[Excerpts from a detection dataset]

========================================================================

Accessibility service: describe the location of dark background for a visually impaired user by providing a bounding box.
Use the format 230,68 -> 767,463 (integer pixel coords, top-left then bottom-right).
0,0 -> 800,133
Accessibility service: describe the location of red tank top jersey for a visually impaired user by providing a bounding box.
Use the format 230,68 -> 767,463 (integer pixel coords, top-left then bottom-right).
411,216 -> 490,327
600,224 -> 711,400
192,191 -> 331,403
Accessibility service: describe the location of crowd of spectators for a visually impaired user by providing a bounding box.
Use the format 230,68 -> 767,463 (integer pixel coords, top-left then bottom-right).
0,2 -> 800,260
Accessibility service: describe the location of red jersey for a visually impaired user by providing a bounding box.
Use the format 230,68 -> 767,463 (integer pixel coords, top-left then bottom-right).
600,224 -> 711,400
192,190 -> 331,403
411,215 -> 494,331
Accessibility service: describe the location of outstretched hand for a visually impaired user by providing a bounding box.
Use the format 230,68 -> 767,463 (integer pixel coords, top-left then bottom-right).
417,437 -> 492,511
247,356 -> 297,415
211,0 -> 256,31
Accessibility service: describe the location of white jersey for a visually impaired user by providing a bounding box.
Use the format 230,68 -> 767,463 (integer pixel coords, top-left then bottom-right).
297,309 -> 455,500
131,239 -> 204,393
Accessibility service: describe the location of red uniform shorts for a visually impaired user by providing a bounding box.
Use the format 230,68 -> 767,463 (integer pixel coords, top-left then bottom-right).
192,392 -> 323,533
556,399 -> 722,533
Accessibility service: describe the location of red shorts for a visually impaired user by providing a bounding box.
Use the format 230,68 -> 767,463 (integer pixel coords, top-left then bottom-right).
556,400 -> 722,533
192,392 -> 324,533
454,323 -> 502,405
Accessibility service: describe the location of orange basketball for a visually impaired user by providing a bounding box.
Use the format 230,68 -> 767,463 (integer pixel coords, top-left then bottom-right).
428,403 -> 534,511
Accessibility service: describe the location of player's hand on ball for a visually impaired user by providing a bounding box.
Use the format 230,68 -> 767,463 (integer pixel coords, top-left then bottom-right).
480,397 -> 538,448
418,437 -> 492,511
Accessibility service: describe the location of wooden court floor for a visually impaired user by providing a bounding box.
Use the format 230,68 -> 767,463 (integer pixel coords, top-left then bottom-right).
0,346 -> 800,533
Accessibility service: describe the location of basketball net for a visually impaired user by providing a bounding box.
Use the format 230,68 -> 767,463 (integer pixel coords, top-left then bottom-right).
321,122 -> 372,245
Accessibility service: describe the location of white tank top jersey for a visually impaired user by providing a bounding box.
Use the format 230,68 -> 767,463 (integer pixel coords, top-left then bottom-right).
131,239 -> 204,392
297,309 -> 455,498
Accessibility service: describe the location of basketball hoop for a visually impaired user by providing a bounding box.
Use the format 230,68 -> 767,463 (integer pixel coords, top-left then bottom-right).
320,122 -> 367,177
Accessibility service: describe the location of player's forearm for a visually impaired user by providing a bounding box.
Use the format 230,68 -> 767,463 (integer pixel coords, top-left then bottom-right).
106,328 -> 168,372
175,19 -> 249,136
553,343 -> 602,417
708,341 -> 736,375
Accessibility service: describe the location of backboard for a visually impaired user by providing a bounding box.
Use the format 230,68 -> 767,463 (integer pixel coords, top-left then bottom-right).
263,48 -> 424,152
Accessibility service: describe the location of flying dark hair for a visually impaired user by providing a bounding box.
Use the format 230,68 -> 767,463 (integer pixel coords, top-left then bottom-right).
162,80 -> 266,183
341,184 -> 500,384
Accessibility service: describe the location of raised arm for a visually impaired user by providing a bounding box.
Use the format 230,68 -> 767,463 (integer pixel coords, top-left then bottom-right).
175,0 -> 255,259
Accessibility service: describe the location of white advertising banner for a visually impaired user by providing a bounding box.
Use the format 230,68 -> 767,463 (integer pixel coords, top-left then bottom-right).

========================================================================

- **What you will do**
Tally the lines in the entries above that contain the string "player". Reply with the number only.

- **Solution below**
2